■ Metin Parçası ■
+++
5 Haziran GREVinin kamuoyuna duyurulması ve kamu emekçilerine çağrı yapılması
amacıyla KESK Antalya Şubeler Platformu Eğitim Sen’debir basın toplantısı düzenledi.
Basın açıklmasını okuyan Eğitim-Sen Şube Başkanı Nurettin Sönmez, tüm kamu emekçilerini yarın çok geç olmadan, bugün, iş ve ücret güvencesine, insanca yaşam güvenceli gelecek mücadelesine sahip çıkmaya çağırdı.
Antalya’da bütün kamu kurumlarında bugün itibarı ile referandumları bitirdiklerini ifade eden Sönmez,”Bütün işyerlerinde KESK’e bağlı her sendika grev örgütlemesini yaptı. Grev gününe kadar da bu çalışmalarımıza devam edeceğiz. Antalya’da güçlü bir şekilde 5 Haziran grevini gerçekleştireceğiz.” şeklinde konuştu.
İş ve Ücret Güvencemize Bugün Sahip Çıkmazsak Ne Zaman Sahip Çıkacağız?
Bildiğiniz üzere, kamu emekçilerinin çözüm bekleyen onlarca sorunu orta yerde dururken AKP iktidarı geçtiğimiz günlerde TBMM’ye yeni bir Torba Yasa tasarısı sunmuştur. Söz konusu tasarı ile başta 657 sayılı Devlet Memurları Kanunu olmak üzere pek çok kanunda, kanun hükmünde kararnamede değişiklik öngörülmektedir.
Çalışma ve Sosyal Güvenlik Bakanlığı ile aylardır yaptığımız toplantılarda taraflar olarak üzerinde uzlaşma sağladığımız birçok konuya yasa tasarısında yer verilmemiştir.
Ne var bu torbada? Bu torbada, kamuda üst düzey yönetici olarak atanabilmek için gerekli koşulların alt üst edilmesi dolayısıyla kariyer ve liyakat ilkesinin tamamen ortadan kaldırılması vardır. Otoriter başkanlık sistemine giden yolun taşlarının döşenmesi için tıpkı 12 Eylül referandumun da olduğu gibi AKP’nin devletleşmesi sürecinin hızlandırılması vardır.
+++
[Etiketlenmiş noktaların kayıtları]
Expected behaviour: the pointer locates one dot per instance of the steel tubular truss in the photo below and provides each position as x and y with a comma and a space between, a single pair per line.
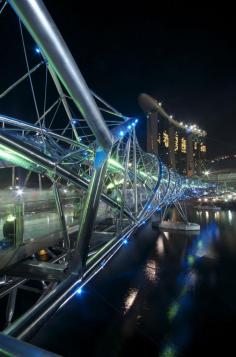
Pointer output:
111, 185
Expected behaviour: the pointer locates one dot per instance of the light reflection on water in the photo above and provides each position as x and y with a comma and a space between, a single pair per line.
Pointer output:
129, 300
151, 270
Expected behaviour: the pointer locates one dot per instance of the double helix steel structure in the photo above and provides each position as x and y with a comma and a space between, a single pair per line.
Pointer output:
102, 187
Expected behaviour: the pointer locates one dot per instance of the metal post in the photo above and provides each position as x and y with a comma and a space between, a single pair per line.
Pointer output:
127, 150
89, 213
61, 215
40, 182
13, 174
172, 146
190, 159
19, 209
135, 174
42, 28
11, 303
63, 99
152, 131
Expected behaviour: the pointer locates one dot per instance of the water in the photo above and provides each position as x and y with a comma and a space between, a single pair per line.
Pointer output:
162, 295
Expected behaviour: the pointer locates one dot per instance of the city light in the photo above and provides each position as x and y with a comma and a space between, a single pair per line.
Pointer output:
19, 192
79, 291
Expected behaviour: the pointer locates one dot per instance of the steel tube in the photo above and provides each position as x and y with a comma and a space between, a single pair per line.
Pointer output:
42, 28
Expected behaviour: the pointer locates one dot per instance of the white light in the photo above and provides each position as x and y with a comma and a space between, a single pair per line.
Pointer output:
19, 192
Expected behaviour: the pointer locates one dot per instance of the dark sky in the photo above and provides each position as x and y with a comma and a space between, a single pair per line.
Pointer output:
182, 53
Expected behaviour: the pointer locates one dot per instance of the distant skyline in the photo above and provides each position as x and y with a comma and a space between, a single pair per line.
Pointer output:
182, 54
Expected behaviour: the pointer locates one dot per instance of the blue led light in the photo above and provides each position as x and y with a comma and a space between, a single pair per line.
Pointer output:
79, 291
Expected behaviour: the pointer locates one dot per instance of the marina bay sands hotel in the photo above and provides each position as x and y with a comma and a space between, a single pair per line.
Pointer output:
180, 145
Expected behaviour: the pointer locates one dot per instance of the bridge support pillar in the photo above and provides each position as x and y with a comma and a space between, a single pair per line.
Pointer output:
89, 213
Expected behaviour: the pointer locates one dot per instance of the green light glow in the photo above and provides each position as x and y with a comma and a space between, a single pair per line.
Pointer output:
173, 310
14, 157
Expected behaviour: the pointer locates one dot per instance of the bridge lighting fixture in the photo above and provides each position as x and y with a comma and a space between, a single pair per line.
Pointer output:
19, 192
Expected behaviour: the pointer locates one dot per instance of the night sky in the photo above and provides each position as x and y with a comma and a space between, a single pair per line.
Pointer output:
183, 54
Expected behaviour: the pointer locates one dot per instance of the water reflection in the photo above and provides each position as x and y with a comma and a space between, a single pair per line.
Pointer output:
129, 300
151, 270
180, 309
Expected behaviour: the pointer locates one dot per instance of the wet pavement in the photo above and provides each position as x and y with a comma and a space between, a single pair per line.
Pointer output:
163, 294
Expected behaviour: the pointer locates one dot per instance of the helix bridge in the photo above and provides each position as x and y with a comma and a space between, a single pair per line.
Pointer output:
96, 184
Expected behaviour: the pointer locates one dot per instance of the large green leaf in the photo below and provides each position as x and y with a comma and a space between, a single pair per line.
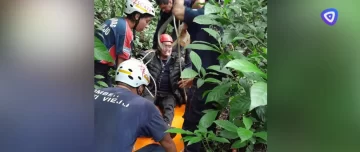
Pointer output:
218, 69
247, 122
208, 119
261, 113
229, 35
244, 134
201, 47
196, 60
207, 43
219, 139
207, 20
218, 92
188, 73
213, 33
210, 9
238, 106
199, 82
227, 125
258, 93
243, 65
100, 51
262, 135
238, 144
180, 131
187, 138
237, 54
194, 140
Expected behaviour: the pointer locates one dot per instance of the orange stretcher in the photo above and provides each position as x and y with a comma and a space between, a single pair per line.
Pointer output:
177, 123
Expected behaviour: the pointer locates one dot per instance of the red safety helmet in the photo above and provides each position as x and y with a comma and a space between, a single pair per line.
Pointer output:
165, 38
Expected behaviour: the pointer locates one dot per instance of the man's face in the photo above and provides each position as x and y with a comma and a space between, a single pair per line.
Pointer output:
166, 7
143, 23
167, 49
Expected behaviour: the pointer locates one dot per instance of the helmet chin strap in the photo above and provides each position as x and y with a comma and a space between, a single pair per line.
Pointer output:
136, 24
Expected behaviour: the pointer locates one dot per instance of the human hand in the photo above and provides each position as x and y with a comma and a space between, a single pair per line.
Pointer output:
185, 83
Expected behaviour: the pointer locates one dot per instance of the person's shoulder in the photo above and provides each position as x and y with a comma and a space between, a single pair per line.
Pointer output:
144, 103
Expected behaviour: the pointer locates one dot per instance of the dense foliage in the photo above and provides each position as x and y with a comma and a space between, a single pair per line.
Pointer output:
242, 95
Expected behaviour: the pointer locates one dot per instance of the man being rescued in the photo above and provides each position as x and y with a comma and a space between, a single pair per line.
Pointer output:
164, 66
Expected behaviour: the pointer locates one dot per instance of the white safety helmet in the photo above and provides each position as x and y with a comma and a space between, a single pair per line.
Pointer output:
141, 6
133, 72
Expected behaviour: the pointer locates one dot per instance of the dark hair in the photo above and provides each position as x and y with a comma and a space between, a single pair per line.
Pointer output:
159, 2
131, 16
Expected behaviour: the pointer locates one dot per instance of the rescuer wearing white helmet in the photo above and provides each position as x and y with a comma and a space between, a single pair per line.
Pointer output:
117, 35
122, 115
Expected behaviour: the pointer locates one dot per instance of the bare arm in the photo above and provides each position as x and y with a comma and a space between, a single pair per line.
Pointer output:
168, 143
179, 9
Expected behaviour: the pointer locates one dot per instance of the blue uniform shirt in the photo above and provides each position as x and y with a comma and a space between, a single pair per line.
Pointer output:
121, 117
117, 36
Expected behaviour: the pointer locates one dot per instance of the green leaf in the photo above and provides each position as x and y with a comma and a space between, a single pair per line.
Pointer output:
218, 92
196, 60
187, 138
212, 32
250, 148
188, 73
238, 106
194, 140
245, 66
261, 111
210, 9
99, 77
103, 84
262, 135
219, 139
238, 144
237, 55
179, 131
207, 120
229, 35
244, 134
253, 41
101, 52
213, 80
227, 125
226, 2
207, 43
207, 20
228, 134
201, 47
252, 140
200, 82
247, 122
203, 72
218, 69
205, 93
258, 93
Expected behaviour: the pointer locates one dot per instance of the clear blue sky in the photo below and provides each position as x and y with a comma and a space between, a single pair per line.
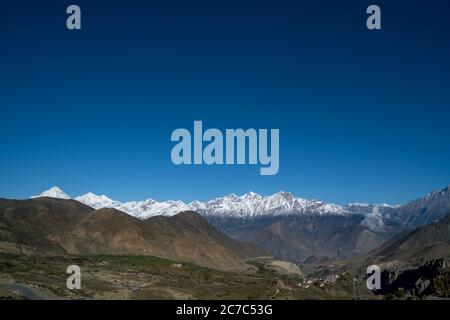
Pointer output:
363, 116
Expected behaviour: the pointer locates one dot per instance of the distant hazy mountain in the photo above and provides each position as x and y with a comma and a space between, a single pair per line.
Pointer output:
427, 242
56, 226
423, 211
248, 206
293, 228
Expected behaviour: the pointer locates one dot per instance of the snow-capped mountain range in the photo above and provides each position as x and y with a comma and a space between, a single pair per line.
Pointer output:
248, 206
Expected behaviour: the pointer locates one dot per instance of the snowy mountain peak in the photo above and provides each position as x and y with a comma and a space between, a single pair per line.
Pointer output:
54, 192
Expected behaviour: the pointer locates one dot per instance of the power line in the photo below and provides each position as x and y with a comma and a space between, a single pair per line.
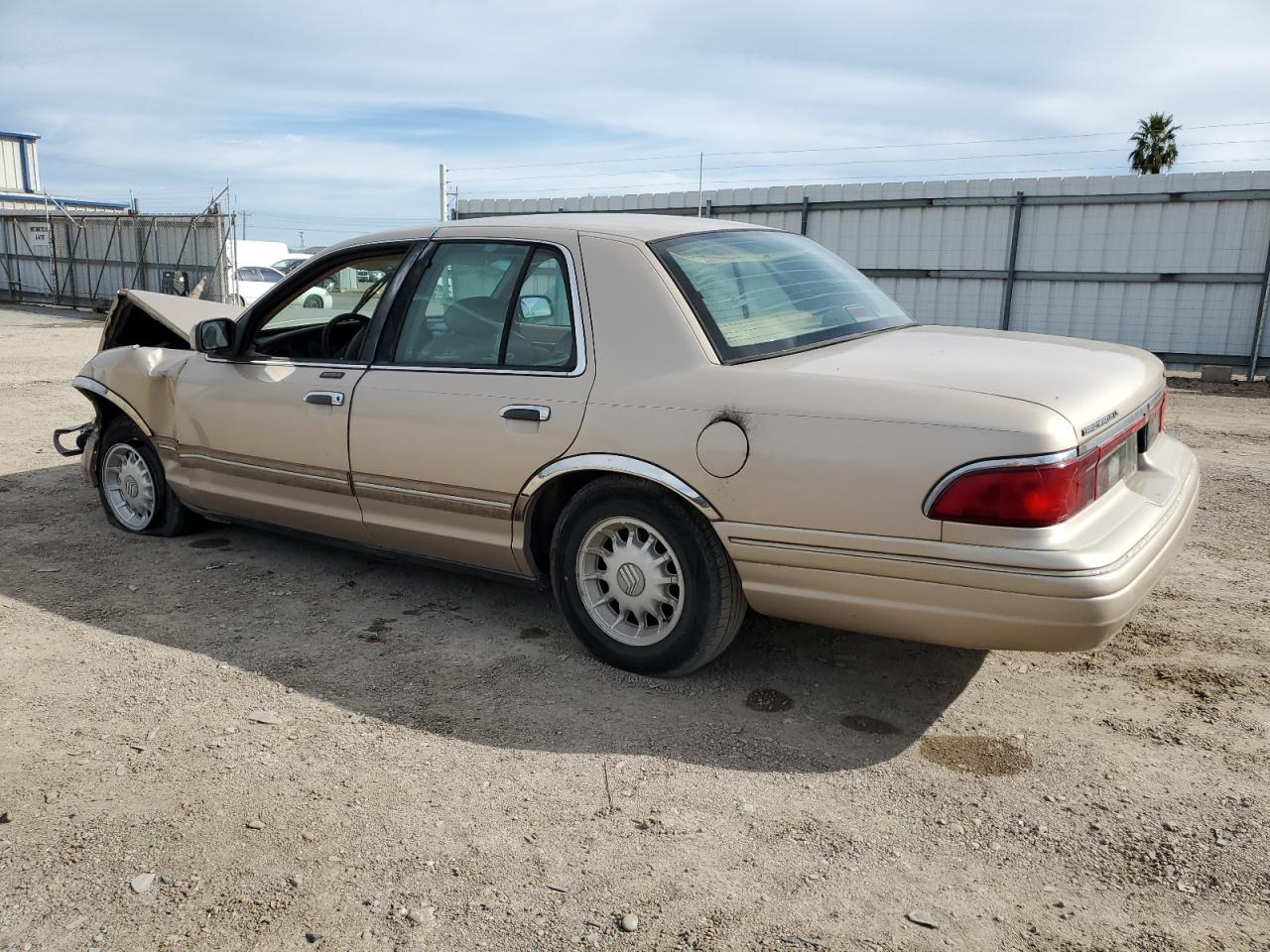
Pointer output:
846, 149
858, 162
690, 185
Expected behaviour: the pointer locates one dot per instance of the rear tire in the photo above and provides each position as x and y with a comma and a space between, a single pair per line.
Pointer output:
131, 485
643, 579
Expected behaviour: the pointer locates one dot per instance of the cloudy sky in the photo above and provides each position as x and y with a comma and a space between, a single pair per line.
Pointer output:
331, 119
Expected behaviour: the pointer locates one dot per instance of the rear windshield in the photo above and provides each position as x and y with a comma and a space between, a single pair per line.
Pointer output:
760, 294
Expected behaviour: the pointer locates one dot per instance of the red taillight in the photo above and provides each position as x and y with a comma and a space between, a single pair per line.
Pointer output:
1032, 493
1026, 497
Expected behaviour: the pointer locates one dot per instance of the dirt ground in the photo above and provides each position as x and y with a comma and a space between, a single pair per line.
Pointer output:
239, 742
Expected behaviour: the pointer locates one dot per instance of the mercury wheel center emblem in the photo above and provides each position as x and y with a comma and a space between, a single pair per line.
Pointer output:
630, 579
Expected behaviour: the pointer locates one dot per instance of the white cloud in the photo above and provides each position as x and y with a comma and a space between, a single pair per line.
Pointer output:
343, 112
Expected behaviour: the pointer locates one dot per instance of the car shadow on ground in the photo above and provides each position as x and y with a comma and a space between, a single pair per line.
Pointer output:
454, 655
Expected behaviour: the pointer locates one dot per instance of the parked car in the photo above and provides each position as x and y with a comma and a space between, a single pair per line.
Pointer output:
663, 419
290, 262
252, 282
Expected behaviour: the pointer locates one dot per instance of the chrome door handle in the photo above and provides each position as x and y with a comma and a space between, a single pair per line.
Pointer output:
527, 412
324, 398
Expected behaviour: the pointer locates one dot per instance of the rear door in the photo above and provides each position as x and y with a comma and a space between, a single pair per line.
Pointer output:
480, 380
264, 435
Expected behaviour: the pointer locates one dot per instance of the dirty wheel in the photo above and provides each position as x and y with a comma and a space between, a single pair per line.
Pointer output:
131, 484
643, 579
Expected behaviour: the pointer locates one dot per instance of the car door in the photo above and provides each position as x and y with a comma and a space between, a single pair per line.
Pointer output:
480, 380
264, 435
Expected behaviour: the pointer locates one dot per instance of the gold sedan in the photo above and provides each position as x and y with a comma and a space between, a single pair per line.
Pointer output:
666, 420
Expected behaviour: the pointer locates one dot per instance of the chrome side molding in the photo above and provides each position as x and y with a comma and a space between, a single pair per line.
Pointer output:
612, 462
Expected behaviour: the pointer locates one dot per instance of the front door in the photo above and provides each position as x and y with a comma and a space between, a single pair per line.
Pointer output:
266, 436
481, 381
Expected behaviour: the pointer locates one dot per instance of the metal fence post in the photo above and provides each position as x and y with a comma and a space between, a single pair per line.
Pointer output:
1008, 296
1259, 333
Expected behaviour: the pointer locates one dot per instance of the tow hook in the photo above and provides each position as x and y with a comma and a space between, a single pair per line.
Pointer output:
82, 431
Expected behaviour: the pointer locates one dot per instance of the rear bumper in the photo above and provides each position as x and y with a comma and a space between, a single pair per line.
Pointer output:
938, 595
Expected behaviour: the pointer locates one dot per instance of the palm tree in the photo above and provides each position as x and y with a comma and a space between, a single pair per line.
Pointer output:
1155, 145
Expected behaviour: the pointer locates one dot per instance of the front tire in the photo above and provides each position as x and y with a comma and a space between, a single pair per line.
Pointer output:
643, 579
132, 488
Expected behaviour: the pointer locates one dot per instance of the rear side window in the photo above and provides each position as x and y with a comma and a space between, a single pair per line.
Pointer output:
761, 294
490, 304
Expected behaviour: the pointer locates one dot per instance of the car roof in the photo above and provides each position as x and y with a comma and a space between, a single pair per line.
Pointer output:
630, 225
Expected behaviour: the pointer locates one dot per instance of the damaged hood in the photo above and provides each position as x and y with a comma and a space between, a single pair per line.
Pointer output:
151, 318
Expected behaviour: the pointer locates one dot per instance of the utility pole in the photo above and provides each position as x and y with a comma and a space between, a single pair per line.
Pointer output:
444, 193
701, 172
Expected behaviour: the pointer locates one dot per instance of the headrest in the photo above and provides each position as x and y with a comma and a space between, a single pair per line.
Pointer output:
475, 316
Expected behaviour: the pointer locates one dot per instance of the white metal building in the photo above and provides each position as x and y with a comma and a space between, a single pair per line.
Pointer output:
21, 188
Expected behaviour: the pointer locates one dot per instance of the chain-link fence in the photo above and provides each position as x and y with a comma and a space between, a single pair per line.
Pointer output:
81, 261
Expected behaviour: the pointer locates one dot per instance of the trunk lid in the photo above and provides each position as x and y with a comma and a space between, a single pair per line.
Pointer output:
1089, 382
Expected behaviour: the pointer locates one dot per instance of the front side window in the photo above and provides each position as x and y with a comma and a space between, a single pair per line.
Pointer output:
326, 317
761, 294
490, 304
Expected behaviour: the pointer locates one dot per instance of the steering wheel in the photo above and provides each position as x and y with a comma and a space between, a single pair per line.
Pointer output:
327, 331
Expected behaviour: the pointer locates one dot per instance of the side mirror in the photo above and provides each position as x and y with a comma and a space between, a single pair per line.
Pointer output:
535, 307
213, 336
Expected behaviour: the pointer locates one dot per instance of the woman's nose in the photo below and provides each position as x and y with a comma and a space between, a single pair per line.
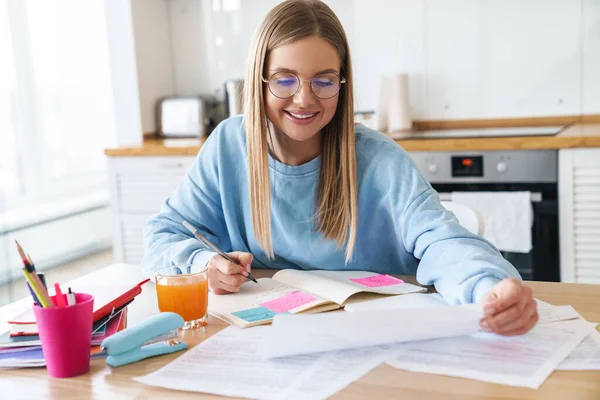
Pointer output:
304, 97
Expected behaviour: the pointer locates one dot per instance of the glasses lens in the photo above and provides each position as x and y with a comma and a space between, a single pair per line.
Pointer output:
283, 84
325, 86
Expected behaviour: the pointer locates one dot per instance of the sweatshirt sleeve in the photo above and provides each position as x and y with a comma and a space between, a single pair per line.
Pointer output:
462, 266
196, 200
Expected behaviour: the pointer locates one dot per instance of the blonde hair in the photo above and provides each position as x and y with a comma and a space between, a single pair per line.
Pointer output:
336, 211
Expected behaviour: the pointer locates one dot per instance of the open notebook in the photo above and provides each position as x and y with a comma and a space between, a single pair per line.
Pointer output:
295, 291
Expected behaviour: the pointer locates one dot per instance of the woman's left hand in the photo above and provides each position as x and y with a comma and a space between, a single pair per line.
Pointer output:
509, 309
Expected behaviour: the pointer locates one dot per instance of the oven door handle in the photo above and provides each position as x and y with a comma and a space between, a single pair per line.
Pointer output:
536, 197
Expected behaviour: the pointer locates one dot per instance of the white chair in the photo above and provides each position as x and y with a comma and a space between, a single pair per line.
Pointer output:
467, 217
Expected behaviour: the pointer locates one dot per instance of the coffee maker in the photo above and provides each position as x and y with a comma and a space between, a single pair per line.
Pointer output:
234, 101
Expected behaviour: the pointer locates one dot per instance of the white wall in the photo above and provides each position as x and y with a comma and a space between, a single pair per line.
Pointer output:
151, 25
121, 48
467, 59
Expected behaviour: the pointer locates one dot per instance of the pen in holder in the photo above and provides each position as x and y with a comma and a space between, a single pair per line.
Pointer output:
66, 336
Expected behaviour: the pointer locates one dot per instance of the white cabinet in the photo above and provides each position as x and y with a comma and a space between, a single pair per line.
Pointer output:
579, 209
138, 187
504, 59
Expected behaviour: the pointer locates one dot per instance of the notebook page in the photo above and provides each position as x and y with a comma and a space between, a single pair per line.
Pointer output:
337, 286
259, 303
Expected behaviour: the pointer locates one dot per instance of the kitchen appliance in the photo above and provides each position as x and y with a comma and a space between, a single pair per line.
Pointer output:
187, 116
234, 101
535, 171
479, 132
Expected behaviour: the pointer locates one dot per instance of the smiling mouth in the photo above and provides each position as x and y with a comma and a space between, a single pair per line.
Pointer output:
301, 116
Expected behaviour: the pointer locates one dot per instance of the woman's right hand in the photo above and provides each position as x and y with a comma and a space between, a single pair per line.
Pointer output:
226, 277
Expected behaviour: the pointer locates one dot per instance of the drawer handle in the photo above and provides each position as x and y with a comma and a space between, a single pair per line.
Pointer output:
178, 165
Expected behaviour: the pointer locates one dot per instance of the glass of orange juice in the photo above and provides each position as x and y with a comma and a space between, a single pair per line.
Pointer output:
183, 289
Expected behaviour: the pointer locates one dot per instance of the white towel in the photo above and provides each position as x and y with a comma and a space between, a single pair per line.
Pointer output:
508, 217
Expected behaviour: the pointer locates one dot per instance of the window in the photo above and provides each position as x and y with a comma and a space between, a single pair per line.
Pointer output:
56, 104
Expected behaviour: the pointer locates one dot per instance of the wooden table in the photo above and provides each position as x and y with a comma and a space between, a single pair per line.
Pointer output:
382, 383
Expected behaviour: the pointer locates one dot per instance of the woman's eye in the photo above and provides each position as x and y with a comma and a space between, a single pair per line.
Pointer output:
286, 82
323, 82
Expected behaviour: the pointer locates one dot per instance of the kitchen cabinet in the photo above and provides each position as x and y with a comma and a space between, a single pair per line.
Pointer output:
504, 59
579, 215
139, 185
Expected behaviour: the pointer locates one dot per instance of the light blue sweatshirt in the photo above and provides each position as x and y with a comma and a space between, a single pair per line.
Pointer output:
402, 227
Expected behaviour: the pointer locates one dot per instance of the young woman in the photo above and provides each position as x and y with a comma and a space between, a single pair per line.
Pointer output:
294, 183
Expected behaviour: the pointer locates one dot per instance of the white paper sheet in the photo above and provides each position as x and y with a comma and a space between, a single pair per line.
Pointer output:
336, 370
586, 356
305, 334
525, 360
227, 364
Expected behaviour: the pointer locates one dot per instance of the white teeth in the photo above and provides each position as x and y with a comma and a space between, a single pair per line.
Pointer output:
301, 116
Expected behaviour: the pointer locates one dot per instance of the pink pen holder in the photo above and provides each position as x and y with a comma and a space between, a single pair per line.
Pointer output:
66, 336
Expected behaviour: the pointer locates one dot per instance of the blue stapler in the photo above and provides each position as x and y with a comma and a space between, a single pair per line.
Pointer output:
153, 337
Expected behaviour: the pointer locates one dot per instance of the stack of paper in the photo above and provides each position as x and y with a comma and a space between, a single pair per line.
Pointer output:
229, 364
525, 360
318, 355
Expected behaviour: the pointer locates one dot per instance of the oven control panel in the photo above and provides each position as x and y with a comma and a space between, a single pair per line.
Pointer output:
488, 166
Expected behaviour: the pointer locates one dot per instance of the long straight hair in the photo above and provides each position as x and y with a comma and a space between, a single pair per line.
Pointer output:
336, 208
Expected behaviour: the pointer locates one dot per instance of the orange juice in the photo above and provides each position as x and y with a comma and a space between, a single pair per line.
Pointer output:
184, 295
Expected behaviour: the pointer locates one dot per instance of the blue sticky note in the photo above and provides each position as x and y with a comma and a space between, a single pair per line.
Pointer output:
255, 314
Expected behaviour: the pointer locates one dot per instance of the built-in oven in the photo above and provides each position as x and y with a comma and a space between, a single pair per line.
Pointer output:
535, 171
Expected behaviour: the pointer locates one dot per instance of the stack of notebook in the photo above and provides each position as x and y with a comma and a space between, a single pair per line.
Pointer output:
21, 347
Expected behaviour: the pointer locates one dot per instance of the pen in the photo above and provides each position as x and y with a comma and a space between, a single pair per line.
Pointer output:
60, 301
42, 293
208, 243
70, 298
36, 289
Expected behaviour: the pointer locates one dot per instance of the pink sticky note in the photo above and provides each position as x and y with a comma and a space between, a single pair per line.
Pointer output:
377, 280
289, 301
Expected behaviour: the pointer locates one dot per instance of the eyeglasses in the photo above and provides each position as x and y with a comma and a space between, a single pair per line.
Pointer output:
284, 85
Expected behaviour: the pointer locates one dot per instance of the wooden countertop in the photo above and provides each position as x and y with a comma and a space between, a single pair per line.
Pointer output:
579, 135
383, 382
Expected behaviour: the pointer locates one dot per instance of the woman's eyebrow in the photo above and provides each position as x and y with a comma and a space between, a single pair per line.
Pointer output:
325, 71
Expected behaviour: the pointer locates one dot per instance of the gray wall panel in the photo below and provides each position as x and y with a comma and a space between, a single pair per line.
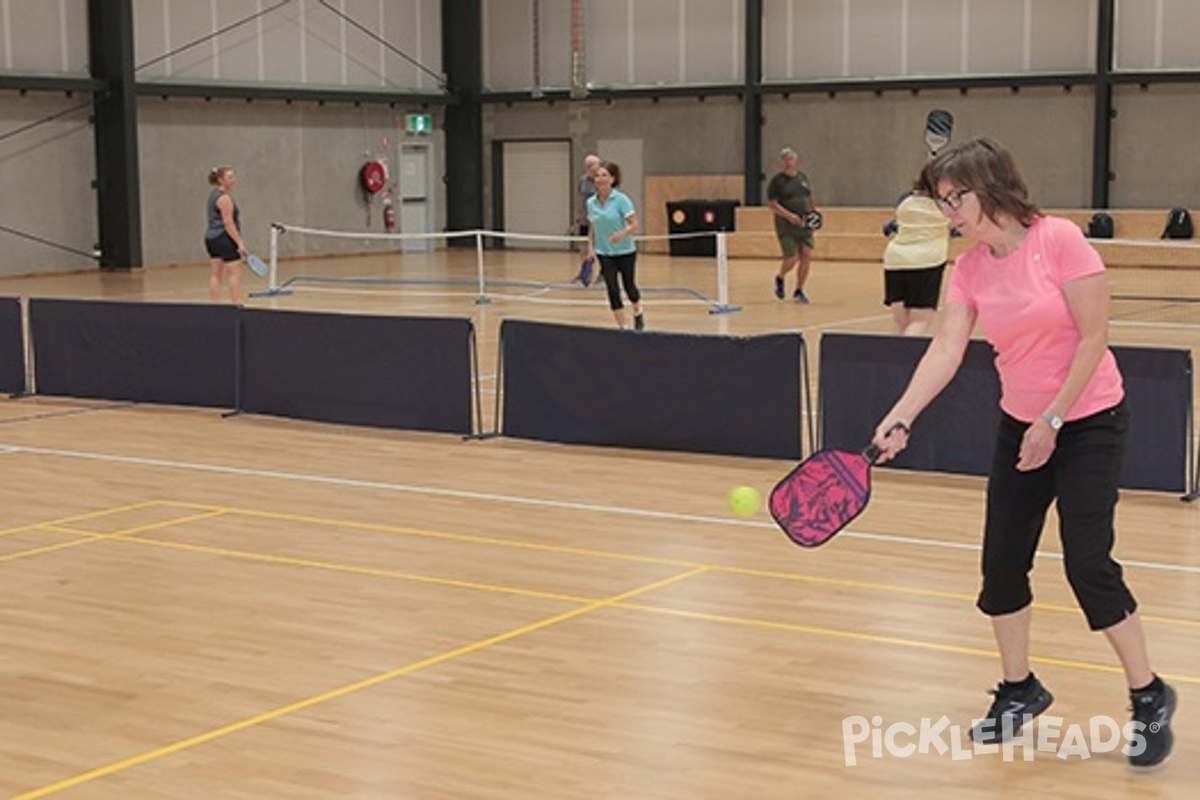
+++
■ Görev ■
KESK'in 5 Haziran grevine ilişkin basın açıklamasını, metindeki son cümleden sonrasını yazarak sürdürün.

■ Çözülmüş Problem ■
AKP’nin bu torbasında, “Hükümet memuru” yaratarak zaten doruğa çıkan siyasi kadrolaşmanın önündeki son kalelerin de işgali vardır. Kamu Hastaneleri Birlikleri düzenlemeleri ile hastanelerin yönetimine özel sektörden yüksek maaşla sağlıkçı olmayan CEO ların atanmasına benzer bir uygulamanın tüm kamu alanında genelleştirilmesi vardır. AKP’nin bu son torbasında işe göre personel değil yandaşa göre iş-mevki yaratma vardır.
Bu torbada fazla mesai ücretinin tamamen kaldırılmasıyla kamu emekçilerinin sefalet koşullarına itilmesi vardır.
Eğer kamu emekçilerinin başına örülmek istenen bu torba yasa tasarısı yasalaşırsa;
Kamuda, Müdür, İl Müdürü, Daire Başkanı kadrolara yapılacak atamalarda aranan sırası ile 8, 10 ve 12 yıllık hizmet süresi 5 yıla indirilecek. Bu pozisyondakiler için 5 yılın hesabında sadece kamudaki süreler değerlendirilecek.
6400 ek göstergeli Genel Müdür ve üstü kadrolara atanmada yine 5 yıl hizmet yeterli olacak. 5 yılın hesabında bu kez özel sektördeki süreler de değerlendirilecek. Üstelik bu kadrolara daha önce hiç memuriyeti olmayanlar da atanabilecek.
Müdür ve üstü kadrolara atanmada belirli süre o kurumda çalışmış olma, belirli bölümleri bitirmiş olma gibi şartlar aranmayacak.
Adalet Bakanlığı, İçişleri Bakanlığı ve Dışişleri Bakanlığı gibi kurumlardaki üst düzey kadrolara meslek mensubu olmayanlar da atanabilecek. Örneğin Adalet Bakanlığına bağlı müdürlüklerin büyük bölümüne atanabilmek için, hukuk fakültesi mezunu olma, hâkim, savcı ya da avukat olma şartlarının yanı sıra ve kamuda belli bir hizmet süresine sahip olma şartı da ortadan kaldırılacak. Yani mesleğin gerektirdiği hizmet yılı, fakülte-eğitim şartları kaldırılacak. Adalet Bakanlığındaki üst düzey kadrolara İlahiyat Fakültesi mezunu, meslekle uzaktan yakından ilgisi olmayanlar atanabilecek.
Böylesine önemli görevlere atanmada tek kriter sadece ve sadece AKP yandaşlığı olacak. Kamuda yıllarca hizmet eden gerekli şart ve nitelikleri taşıyanların başına bu Yandaş-CEO-Tüccar takımı amir olarak atanacak.
Bunun adı, AKP iktidarına biatte kusur etmeyecek “hükümet memurluğu” yaratılması değil de nedir? Zaten kamu alanında ciddi mesafe kaydedilen siyasi kadrolaşmanın tamamlanması değil de nedir? Bunun adı, kamu hizmetinin sürekliliğinin yok edilmesi, kamu personel alımında uyulması gereken kuralların yok sayılması değil de nedir?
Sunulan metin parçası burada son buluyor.